Excerpted passage >>
========================

Is My Autism a Disability?
Unsurprisingly, it depends on how you look at it.
My first answer would be ‘no’. While it is true that my autism has caused me a lot of problems in the past (or more accurately, people’s reaction to my autism has caused me a lot of problems), I am of the opinion that the good far outweighs the bad.
It’s true that I have spent many years in poverty, loneliness and unemployment. I have ongoing issues with low self-esteem. I know that most people don’t like me no matter what I do. Until very recently, I have never owned a car, despite passing my driving test 25 years ago, because I had convinced myself that I couldn’t drive. I’ve never really felt like a ‘real’ person, like I didn’t deserve to be a part of this world. I’ve drifted along feeling different and rejected, misunderstood and unwanted.
Although I was academically gifted and planned to become a research scientist, this dream never came to fruition because of my lack of social skills. I didn’t realize that you were supposed to tell lies on job application forms and I couldn’t hide my unease at the intrusive personal questions in the few job interviews that I did get. I didn’t realize that you had to ‘network’ in order to get ahead because nobody told me.
I gave up trying and ended up doing a series of low paid temporary jobs punctuated by long periods of unemployment. I lived in sub-standard accommodation, ate poor food and shivered in the winter.

========================

Data excerpts >>
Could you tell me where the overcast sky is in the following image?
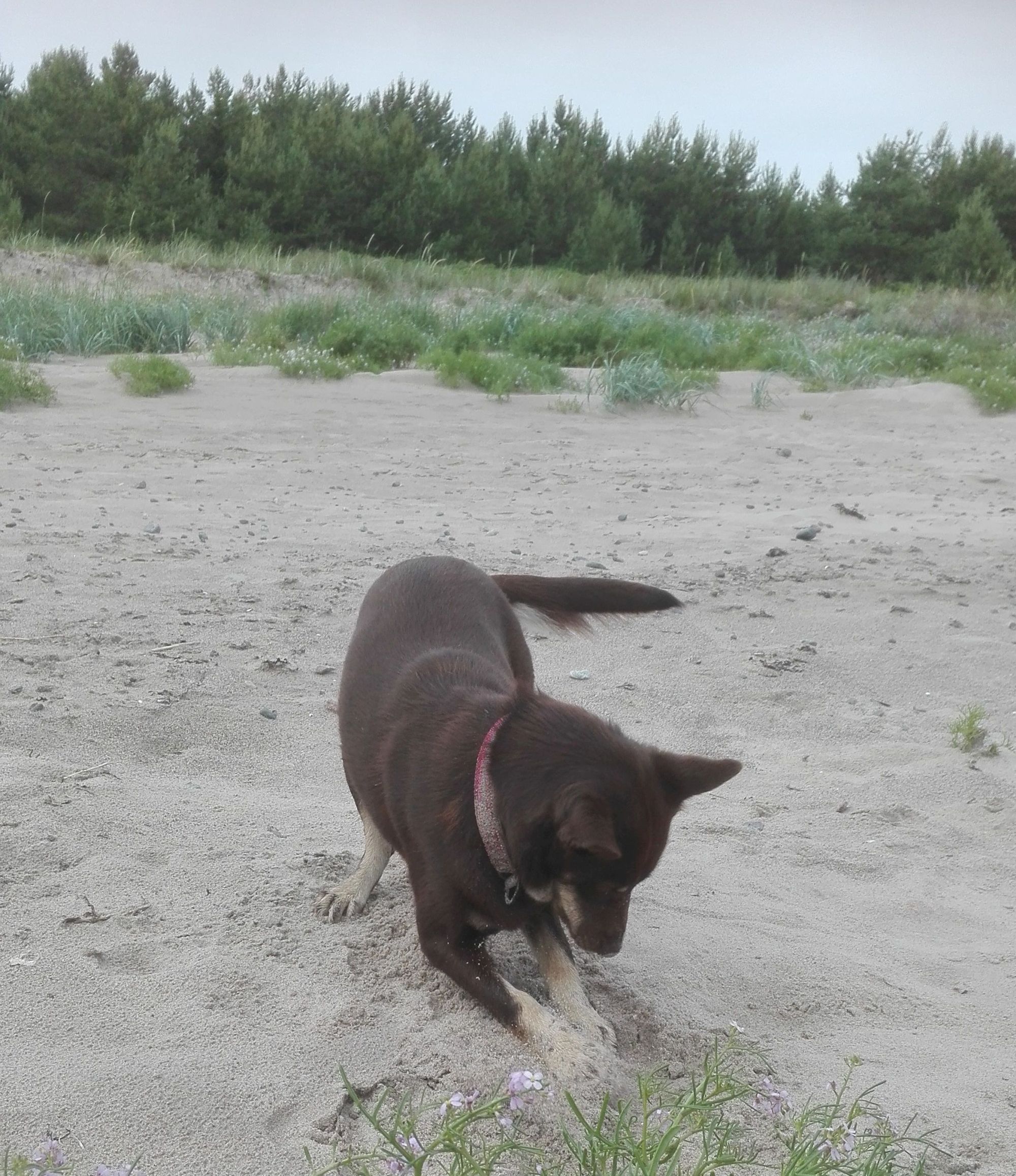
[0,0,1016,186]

========================

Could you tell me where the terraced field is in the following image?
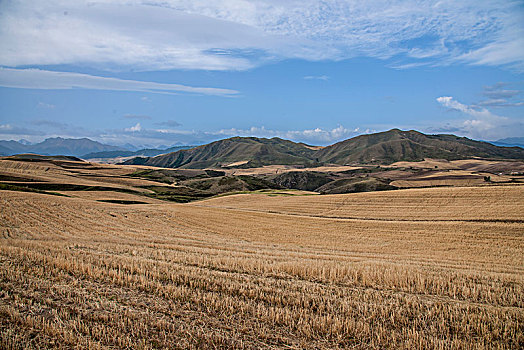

========================

Tasks to complete >>
**a)** From the essay on autism, list the three conditions named in the sentence that begins "It’s true that I have spent many years".
**b)** Rewrite the stretch of the essay on autism from "My first answer" through "misunderstood and unwanted.", replacing "low self-esteem" with "poor self-confidence".

Final results >>
**a)**
poverty
loneliness
unemployment

**b)**
My first answer would be ‘no’. While it is true that my autism has caused me a lot of problems in the past (or more accurately, people’s reaction to my autism has caused me a lot of problems), I am of the opinion that the good far outweighs the bad.
It’s true that I have spent many years in poverty, loneliness and unemployment. I have ongoing issues with poor self-confidence. I know that most people don’t like me no matter what I do. Until very recently, I have never owned a car, despite passing my driving test 25 years ago, because I had convinced myself that I couldn’t drive. I’ve never really felt like a ‘real’ person, like I didn’t deserve to be a part of this world. I’ve drifted along feeling different and rejected, misunderstood and unwanted.